◆ **Goal**:
Output as CSV the lines beginning at the one that has "Mark the region of every instance of the wide-brimmed" and stopping after the one that has "117L122 113L117 111L120", with two columns headed input and output. Put each text in input and its answer in output, each in one quoted field with line breaks turned into spaces.

◆ **Recorded data**:
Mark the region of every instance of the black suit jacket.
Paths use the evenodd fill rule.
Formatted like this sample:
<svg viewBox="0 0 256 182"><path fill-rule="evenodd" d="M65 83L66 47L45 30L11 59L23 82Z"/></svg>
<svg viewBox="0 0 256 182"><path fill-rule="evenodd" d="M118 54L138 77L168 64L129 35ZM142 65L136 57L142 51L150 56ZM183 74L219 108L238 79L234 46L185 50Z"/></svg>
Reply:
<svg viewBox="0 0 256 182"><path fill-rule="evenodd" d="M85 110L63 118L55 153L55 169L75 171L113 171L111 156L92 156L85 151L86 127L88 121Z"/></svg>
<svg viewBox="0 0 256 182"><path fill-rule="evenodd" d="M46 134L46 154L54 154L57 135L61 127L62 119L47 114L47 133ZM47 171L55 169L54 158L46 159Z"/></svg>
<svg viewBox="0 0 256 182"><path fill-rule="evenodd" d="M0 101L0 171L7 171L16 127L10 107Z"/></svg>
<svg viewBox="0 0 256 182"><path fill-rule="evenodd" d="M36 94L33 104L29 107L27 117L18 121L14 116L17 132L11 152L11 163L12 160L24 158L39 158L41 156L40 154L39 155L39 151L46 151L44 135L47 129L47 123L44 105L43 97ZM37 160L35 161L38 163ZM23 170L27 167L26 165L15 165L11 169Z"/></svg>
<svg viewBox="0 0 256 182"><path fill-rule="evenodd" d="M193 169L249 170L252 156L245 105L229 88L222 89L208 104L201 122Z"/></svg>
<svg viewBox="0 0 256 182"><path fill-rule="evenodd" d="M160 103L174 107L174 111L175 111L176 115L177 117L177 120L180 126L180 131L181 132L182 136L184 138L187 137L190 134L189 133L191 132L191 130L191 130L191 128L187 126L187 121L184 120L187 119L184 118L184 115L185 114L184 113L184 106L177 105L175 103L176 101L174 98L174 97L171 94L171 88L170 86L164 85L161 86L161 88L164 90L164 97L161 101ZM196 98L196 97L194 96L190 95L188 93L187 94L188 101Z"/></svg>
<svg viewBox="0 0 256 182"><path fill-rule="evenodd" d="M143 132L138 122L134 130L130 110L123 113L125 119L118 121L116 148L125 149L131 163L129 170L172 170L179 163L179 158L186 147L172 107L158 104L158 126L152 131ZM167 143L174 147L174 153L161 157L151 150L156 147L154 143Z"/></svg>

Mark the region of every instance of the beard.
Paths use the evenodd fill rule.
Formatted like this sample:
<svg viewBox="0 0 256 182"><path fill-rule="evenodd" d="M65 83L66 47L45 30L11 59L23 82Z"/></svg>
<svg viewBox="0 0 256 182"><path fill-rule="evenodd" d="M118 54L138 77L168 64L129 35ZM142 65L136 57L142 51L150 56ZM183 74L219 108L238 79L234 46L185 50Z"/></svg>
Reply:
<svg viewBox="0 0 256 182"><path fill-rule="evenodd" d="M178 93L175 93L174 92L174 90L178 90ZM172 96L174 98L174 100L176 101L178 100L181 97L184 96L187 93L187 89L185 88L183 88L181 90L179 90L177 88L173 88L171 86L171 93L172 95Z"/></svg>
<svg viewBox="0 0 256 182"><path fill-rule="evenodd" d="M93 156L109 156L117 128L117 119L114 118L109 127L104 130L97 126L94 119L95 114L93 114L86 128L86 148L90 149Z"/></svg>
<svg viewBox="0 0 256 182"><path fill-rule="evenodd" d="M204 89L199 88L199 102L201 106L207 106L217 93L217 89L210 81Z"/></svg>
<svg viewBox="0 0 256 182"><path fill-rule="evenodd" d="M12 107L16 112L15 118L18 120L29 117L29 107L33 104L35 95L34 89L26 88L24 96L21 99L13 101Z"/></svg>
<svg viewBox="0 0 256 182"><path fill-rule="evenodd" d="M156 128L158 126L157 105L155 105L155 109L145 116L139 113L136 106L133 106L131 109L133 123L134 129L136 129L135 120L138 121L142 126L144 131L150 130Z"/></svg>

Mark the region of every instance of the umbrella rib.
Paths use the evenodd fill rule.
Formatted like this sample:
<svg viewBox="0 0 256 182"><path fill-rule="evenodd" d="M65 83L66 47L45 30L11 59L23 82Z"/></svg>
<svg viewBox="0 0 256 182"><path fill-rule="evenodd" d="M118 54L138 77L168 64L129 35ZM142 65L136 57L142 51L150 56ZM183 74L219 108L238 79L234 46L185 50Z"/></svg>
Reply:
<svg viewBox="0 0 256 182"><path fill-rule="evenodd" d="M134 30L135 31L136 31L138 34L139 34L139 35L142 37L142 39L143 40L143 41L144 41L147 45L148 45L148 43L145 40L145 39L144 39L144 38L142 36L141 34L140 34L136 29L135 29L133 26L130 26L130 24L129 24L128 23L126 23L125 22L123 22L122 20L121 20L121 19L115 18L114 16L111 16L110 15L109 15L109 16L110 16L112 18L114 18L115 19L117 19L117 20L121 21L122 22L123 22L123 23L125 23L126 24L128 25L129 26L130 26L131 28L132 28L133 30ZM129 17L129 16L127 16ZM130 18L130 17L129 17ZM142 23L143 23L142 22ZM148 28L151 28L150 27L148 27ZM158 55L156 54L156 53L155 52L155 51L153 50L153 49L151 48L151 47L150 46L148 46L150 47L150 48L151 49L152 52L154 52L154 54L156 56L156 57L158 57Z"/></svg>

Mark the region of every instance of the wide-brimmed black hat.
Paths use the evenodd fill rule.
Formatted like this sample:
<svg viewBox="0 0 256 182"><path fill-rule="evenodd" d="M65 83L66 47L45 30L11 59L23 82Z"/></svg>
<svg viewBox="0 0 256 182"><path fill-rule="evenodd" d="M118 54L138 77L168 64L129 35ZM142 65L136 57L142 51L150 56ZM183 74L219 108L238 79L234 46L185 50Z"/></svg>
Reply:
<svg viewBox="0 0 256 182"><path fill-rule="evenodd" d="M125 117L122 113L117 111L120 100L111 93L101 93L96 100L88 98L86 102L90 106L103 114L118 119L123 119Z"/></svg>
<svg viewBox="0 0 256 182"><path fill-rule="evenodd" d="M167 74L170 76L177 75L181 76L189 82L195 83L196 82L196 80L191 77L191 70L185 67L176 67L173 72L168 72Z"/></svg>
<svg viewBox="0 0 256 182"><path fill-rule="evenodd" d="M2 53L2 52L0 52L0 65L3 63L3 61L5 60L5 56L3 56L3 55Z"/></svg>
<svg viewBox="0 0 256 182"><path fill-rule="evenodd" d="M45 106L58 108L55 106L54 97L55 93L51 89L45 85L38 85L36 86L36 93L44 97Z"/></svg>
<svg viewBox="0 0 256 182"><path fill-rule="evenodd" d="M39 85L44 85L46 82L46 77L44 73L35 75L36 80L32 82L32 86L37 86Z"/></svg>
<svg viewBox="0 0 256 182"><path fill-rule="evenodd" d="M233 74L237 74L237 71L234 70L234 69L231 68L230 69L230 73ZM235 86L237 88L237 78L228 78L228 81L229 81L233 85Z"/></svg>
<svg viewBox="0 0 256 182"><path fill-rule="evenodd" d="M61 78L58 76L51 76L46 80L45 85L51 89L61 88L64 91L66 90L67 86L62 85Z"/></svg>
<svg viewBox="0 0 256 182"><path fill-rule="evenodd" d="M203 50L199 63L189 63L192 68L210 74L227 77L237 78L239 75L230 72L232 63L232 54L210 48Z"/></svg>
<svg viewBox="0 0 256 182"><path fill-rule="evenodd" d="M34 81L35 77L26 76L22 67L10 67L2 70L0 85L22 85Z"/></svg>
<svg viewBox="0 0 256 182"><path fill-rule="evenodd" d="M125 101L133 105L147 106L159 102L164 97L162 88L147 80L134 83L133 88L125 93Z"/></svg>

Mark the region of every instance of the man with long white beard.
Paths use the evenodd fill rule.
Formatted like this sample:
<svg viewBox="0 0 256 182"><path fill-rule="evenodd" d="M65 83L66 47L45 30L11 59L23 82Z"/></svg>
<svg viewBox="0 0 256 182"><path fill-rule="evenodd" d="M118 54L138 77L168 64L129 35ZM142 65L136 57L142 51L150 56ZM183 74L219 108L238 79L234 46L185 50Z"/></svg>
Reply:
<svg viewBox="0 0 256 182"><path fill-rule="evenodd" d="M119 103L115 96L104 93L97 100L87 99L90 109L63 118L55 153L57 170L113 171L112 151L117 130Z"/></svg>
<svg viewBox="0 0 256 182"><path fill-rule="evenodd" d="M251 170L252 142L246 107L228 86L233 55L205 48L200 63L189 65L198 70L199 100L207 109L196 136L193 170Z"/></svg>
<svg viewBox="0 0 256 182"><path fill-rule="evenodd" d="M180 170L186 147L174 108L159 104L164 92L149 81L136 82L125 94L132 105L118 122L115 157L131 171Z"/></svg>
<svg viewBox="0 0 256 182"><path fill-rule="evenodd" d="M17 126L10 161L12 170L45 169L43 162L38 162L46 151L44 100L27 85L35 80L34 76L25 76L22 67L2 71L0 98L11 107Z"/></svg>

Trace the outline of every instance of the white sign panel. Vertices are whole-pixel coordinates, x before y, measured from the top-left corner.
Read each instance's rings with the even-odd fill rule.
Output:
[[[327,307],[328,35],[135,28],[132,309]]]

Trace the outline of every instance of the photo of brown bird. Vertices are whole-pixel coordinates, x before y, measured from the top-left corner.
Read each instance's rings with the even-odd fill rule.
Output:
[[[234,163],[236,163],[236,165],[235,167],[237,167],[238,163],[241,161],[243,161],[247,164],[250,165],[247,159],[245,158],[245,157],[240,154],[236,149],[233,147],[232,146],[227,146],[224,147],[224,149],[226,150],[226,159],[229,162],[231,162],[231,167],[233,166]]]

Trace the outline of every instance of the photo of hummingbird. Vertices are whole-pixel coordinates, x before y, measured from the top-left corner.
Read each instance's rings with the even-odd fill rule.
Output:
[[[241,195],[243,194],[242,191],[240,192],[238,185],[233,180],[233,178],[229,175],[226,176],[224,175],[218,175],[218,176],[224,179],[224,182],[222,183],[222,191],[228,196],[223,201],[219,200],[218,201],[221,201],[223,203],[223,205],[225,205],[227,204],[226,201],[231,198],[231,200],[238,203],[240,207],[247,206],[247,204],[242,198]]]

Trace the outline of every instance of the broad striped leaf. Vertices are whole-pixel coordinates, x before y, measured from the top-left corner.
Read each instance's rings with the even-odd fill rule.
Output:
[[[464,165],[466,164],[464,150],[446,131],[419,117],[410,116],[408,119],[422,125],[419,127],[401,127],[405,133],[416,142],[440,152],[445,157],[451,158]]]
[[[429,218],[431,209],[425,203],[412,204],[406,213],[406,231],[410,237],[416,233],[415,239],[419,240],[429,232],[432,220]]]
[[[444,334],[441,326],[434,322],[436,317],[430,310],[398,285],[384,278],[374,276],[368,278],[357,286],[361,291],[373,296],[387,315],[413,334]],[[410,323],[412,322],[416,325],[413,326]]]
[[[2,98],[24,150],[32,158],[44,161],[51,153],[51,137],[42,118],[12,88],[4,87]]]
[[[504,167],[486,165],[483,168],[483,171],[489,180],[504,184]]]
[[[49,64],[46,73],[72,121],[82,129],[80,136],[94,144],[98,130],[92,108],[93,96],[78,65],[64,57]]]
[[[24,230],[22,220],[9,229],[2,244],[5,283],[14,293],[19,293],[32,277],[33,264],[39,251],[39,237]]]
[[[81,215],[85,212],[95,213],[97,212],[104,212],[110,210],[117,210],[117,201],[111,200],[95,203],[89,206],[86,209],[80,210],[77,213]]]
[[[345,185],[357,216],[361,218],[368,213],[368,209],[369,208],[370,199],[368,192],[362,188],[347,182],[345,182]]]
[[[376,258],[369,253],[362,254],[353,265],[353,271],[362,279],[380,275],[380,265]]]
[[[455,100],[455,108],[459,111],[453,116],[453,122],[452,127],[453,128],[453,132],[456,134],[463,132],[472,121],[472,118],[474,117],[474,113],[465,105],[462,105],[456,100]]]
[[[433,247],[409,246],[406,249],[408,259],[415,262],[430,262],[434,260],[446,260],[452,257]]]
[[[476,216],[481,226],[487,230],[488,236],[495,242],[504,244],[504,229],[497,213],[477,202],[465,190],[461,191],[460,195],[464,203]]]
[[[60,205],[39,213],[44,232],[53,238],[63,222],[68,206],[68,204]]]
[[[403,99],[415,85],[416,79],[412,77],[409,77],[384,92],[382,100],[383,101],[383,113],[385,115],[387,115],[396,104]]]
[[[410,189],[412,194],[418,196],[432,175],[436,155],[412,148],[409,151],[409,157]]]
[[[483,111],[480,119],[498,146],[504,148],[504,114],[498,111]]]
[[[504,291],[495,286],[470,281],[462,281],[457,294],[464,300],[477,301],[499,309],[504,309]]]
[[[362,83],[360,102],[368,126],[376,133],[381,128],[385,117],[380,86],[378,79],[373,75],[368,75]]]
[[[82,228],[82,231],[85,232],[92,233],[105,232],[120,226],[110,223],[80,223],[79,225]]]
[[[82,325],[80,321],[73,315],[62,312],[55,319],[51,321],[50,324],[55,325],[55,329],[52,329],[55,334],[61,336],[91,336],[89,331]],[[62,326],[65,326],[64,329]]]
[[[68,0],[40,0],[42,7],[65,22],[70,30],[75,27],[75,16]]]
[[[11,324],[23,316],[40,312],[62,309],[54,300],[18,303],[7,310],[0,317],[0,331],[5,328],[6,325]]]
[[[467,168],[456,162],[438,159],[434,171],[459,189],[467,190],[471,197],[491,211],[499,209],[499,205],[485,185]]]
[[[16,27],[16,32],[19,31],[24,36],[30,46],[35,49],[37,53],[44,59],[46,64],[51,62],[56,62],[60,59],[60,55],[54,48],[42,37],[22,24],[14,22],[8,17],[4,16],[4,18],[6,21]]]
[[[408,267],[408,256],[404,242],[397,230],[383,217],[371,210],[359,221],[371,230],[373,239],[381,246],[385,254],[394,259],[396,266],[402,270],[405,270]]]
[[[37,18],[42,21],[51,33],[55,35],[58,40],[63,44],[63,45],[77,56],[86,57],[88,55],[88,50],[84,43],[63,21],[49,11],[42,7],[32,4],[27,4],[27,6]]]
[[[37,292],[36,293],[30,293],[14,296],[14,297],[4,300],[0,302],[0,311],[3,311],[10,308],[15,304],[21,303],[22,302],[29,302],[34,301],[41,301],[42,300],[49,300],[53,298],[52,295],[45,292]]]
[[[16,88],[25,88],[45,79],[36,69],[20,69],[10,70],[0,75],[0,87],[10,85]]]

◆ **Complete response**:
input,output
"Mark the region of every instance of the wide-brimmed black hat. Paths use the evenodd fill rule. Formatted like this sample: <svg viewBox=""0 0 256 182""><path fill-rule=""evenodd"" d=""M65 83L66 47L45 30L11 59L23 82Z""/></svg> <svg viewBox=""0 0 256 182""><path fill-rule=""evenodd"" d=""M118 54L138 77L168 64L129 35ZM142 65L136 57L142 51L150 56ZM183 74L219 108L238 79L234 46L185 50Z""/></svg> Reply:","<svg viewBox=""0 0 256 182""><path fill-rule=""evenodd"" d=""M125 117L122 113L117 111L120 100L111 93L101 93L96 100L88 98L86 102L90 106L103 114L118 119L123 119Z""/></svg>"